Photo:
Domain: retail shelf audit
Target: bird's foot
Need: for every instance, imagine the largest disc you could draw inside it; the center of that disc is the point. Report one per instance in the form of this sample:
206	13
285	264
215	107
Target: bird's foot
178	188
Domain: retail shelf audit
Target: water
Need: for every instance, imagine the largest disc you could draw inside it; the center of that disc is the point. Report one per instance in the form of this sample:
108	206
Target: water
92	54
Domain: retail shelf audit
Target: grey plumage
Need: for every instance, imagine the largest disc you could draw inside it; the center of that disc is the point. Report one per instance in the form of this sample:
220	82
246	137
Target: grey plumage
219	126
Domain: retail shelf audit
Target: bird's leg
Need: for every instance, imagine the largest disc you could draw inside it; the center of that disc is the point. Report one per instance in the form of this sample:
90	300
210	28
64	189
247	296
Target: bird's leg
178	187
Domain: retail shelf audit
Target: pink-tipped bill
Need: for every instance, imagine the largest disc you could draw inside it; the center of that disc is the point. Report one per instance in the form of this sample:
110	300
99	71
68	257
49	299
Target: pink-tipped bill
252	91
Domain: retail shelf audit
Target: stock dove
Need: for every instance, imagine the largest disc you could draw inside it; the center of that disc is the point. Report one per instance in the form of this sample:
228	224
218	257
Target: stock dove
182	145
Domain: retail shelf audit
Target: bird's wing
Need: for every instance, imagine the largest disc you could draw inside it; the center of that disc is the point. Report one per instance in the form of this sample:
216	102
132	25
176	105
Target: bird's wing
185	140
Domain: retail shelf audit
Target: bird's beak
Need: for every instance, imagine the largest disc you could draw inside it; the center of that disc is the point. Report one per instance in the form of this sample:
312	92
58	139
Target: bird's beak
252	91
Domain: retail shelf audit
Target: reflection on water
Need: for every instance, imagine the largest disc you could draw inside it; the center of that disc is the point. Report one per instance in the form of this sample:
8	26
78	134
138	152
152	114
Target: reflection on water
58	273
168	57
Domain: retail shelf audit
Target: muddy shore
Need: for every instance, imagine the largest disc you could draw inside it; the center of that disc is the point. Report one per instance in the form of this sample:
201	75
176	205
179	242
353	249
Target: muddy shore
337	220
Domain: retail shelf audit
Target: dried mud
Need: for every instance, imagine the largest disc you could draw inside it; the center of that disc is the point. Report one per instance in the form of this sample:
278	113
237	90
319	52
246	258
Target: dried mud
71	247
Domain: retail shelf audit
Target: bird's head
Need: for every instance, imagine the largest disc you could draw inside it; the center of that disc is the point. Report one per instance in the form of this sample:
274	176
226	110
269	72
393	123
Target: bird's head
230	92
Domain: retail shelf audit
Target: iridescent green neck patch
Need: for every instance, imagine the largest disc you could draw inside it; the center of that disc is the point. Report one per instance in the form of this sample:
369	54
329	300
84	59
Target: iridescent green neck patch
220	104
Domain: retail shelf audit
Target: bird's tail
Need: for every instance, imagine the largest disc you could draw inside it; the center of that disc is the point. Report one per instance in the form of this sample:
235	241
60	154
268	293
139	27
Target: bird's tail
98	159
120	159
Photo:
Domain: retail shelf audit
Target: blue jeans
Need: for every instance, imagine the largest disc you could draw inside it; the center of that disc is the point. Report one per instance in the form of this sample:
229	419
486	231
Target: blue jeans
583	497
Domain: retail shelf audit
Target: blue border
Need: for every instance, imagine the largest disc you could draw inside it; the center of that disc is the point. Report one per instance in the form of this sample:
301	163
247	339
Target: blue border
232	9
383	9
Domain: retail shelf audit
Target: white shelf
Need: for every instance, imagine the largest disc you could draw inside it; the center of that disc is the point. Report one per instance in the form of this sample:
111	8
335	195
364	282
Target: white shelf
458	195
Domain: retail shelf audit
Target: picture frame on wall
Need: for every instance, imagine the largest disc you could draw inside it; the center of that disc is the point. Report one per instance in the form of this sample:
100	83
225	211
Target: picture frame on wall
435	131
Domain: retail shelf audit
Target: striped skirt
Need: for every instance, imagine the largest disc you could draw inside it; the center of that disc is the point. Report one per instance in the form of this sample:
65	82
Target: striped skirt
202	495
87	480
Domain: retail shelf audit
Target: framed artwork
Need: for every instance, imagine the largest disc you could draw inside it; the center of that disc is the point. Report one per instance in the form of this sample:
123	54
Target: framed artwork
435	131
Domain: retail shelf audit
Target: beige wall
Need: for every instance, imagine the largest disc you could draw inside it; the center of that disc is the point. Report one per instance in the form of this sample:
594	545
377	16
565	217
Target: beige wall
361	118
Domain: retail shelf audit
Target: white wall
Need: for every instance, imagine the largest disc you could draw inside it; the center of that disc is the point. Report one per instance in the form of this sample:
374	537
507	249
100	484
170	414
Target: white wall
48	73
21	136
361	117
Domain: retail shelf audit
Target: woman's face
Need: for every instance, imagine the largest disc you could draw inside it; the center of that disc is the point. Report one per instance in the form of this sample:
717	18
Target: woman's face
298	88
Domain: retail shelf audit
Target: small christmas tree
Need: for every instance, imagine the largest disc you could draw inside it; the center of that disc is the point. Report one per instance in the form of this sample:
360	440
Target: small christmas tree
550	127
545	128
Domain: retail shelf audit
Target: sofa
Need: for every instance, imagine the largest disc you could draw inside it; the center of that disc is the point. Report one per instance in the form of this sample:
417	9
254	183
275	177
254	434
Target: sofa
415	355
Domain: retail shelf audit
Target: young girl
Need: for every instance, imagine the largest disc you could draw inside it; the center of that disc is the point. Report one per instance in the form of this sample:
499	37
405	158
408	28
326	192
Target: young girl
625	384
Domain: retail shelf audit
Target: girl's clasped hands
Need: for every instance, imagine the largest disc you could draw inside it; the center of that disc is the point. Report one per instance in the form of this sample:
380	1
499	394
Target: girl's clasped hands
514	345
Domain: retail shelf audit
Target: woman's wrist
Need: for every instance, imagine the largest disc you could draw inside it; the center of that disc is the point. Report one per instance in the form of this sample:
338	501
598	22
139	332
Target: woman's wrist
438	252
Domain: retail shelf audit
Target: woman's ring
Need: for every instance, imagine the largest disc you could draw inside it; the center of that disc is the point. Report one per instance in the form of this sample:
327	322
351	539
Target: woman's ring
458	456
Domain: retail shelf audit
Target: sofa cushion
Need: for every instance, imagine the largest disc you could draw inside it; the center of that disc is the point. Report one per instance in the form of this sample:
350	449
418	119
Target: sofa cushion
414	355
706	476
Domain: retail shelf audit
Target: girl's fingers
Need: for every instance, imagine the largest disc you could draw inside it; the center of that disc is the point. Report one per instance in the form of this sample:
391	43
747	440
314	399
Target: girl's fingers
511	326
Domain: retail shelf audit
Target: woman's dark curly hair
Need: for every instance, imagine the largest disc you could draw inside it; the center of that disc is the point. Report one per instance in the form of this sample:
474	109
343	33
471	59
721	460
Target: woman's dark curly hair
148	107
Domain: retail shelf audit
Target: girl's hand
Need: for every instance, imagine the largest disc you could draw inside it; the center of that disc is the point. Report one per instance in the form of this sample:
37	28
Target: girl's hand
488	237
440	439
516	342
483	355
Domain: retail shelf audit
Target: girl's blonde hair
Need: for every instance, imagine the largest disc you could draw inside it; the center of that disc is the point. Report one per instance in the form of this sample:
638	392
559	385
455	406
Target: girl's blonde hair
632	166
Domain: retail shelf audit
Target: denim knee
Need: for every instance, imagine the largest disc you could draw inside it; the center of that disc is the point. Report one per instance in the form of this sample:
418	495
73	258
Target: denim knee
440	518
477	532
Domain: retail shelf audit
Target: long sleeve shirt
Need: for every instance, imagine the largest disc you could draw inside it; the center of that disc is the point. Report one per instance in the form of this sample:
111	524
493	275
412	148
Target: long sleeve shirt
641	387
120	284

** Exercise aim **
Every entry must be printed again, exactly as it reads.

** Exercise answer **
Photo:
Domain: retail shelf audit
Target: bird's foot
Need: for every instance, imagine the largest disc you could draw inside it; the center of that disc is the point. Report one per instance in the form of this sample:
206	13
285	264
215	107
Target: bird's foot
178	188
Domain: retail shelf audit
Target: water
Need: for every instance, imagine the largest disc you could draw inside it; the center of that disc is the point. Report one per instance in the form of this sample:
108	206
Target: water
92	54
Domain: retail shelf audit
Target: grey plumage
Need: for every instance, imagine the largest disc you could draw inside it; the center of that disc is the point. Report one per instance in the form of this sample:
220	82
246	137
Target: grey plumage
219	126
Domain: retail shelf audit
Target: bird's leg
Need: for every instance, imagine the largest disc you could draw inside it; the center of that disc is the point. Report one per instance in the form of this sample:
90	300
210	28
64	189
247	296
Target: bird's leg
178	187
Domain: retail shelf audit
Target: pink-tipped bill
Need: for every instance, imagine the largest disc you could draw inside it; the center of that disc is the point. Report one per instance in the form of this sample:
110	300
99	71
68	257
49	299
Target: pink-tipped bill
252	91
Domain: retail shelf audit
Target: stock dove
Need: for every instance, imagine the largest disc you could draw inside it; the center of that disc is the point. Report one per instance in the form of this sample:
228	224
218	257
Target: stock dove
182	145
Domain: retail shelf audit
Target: bird's wing
Need: for every instance, imagine the largest disc you could draw inside it; the center of that disc is the point. Report one per instance in the form of this sample:
216	102
132	25
176	105
Target: bird's wing
185	140
Domain: retail shelf audit
Target: bird's beak
Need: for every instance, imagine the largest disc you could draw inside it; the center of that disc is the point. Report one per instance in the form of this sample:
312	92
58	139
Target: bird's beak
252	91
Domain: retail shelf audit
Target: reflection on water
Need: for every instance, imagine the largest disc you could draw inside it; the center of that disc is the point. Report one per instance in the form of this sample:
8	26
78	134
138	152
152	114
Target: reflection on water
58	273
168	57
Domain: retail shelf audit
Target: muddy shore
Need: for every instance, imagine the largest disc you could draw inside it; the center of that disc is the point. Report one per instance in the form of this sample:
201	75
176	205
179	242
353	249
Target: muddy shore
337	220
Domain: retail shelf audit
Target: dried mud
Need: for every instance, imagine the largest disc you could draw inside it; the center of that disc is the point. Report one per instance in the form of this sample:
278	113
237	90
319	52
246	258
Target: dried mud
71	247
Domain: retail shelf audit
Target: bird's head
Need: for every instance, imagine the largest disc you could draw inside it; the center of that disc is the point. Report one per instance in the form of this sample:
274	176
226	110
269	72
393	123
Target: bird's head
230	92
Domain: retail shelf audit
Target: iridescent green neck patch
Need: for every instance, imagine the largest disc you could draw inside it; the center of that disc is the point. Report one per instance in the form of this sample:
369	54
329	300
84	59
Target: iridescent green neck patch
220	104
Domain: retail shelf audit
Target: bird's tail
Need: for every instance, imagine the largest disc you could draw inside it; the center of that disc is the point. Report one per instance in the form of this sample:
235	241
60	154
268	293
139	27
Target: bird's tail
98	159
120	159
Photo:
Domain: retail shelf audit
Target: blue jeans
Need: for every instance, imagine the largest disc you could draw inside it; the center of that disc is the point. Report one per instance in the form of this sample:
229	419
486	231
Target: blue jeans
583	497
Domain: retail shelf audit
Target: blue border
Need: for every instance, imagine the largest disc you could draw inside it; the center of that disc is the point. Report one per instance in the form of this sample:
301	163
247	339
Target: blue border
232	9
383	9
Domain: retail shelf audit
Target: white shelf
Need: for every instance, imagine the largest disc you could draw inside it; the center of that disc is the point. Report one per instance in the form of this sample:
111	8
335	195
364	282
Target: white shelf
458	195
Domain: retail shelf audit
Target: picture frame on wall
Need: for every instance, imagine the largest disc you could draw inside it; the center of that disc is the point. Report one per instance in the form of this sample:
100	83
225	211
Target: picture frame on wall
435	131
Domain: retail shelf audit
Target: striped skirt
Need: for every instance, imagine the largest disc you could draw inside it; the center of that disc is the point. Report one per instance in the form of this sample:
65	82
Target: striped skirt
202	495
87	480
Domain: retail shelf audit
Target: framed artwork
Need: for every instance, imagine the largest disc you could draw inside it; the center of that disc is the point. Report one per instance in the form of this sample:
123	54
Target: framed artwork
435	131
Domain: retail shelf audit
Target: beige wall
Need: for every instance, imagine the largest disc you could draw inside it; the center of that disc is the point. Report one per instance in the form of this sample:
594	545
377	16
565	217
Target: beige wall
361	118
Domain: retail shelf audit
Target: white wall
Need: for every instance, imagine the largest disc you could draw inside it; the center of that disc is the point. Report one per instance in the form of this sample:
374	537
507	249
100	484
170	414
Target: white wall
48	73
21	136
361	117
Domain: retail shelf audit
Target: woman's face
Need: for every instance, imagine the largest disc you could draw inside it; the center of that disc is the point. Report one per instance in the form of this sample:
717	18
Target: woman's face
298	88
Domain: retail shelf audit
Target: small christmas tree
Need: for every instance, imagine the largest disc you could draw inside it; the center of that disc is the point. Report one per instance in the form of this sample:
360	440
Target: small christmas tree
550	127
545	128
Domain: retail shelf audit
Target: sofa
Need: for every instance, imagine the largest disc you could draw inside it; the center of that disc is the point. Report one per instance in the form of this sample:
417	9
254	183
275	177
254	434
Target: sofa
415	355
Domain: retail shelf audit
Target: young girl
Need: for every instance, imagine the largest disc you could draw inside it; the center of that disc is the point. Report one per instance in the form of this sample:
499	37
405	158
408	28
326	192
Target: young girl
625	384
Domain: retail shelf audit
Target: girl's clasped hands
Need: for every instance, imagine the largest disc you could draw inside it; the center of that disc is the point. Report one per instance in the form of this sample:
380	1
499	394
Target: girl's clasped hands
514	345
Domain: retail shelf audit
Target: woman's wrist
Need: for every instance, imagine the largest disc you could draw inside it; the center of that disc is the point. Report one per instance in the form of this sample:
338	501
598	22
139	332
Target: woman's wrist
438	252
Domain: retail shelf audit
Target: woman's ring
Need: for every instance, imagine the largest disc you could draw inside it; the center of that disc is the point. Report one per instance in the form of this sample:
327	322
351	539
Target: woman's ring
458	456
Domain: retail shelf audit
Target: sofa cushion
Need: for every instance, imagine the largest disc you could draw inside it; the center of that disc is the point. Report one per instance in the form of this sample:
350	449
418	119
Target: sofa cushion
414	355
706	476
Domain: retail shelf audit
Target: girl's fingers
Need: for every instance, imagine the largest disc you could draw inside it; the center of that disc is the point. Report one per instance in the form of this sample:
391	43
747	440
314	399
Target: girl's fingers
511	326
Domain: retail shelf audit
Target: woman's dark curly hair
Need: for every instance, imagine the largest disc you could draw inside it; the center of that disc is the point. Report one per instance in the form of this sample:
474	109
343	33
471	59
721	460
Target: woman's dark curly hair
148	107
Domain: retail shelf audit
Target: girl's hand
Need: for every instance, imagine the largest disc you could draw inside it; the center of that disc is the point. Report one per instance in the form of this sample:
37	28
Target: girl's hand
488	237
440	439
516	342
483	355
Domain: retail shelf audit
Target: girl's blonde hair
Need: for every instance, imagine the largest disc you could draw inside it; the center of that disc is the point. Report one per instance in the form of this sample:
638	392
559	385
455	406
Target: girl's blonde hair
632	166
Domain: retail shelf audit
Target: denim knee
Need: for every instance, imagine the largest disc you could draw inside it; the center of that disc is the point. Report one per instance in the form of this sample:
418	495
73	258
Target: denim knee
440	518
477	532
Domain: retail shelf audit
Target: long sleeve shirt
Need: for every instance, imagine the largest disc you could draw inside it; the center of that disc is the point. Report one per instance in the form of this sample:
111	524
493	275
412	148
Target: long sleeve shirt
641	387
120	284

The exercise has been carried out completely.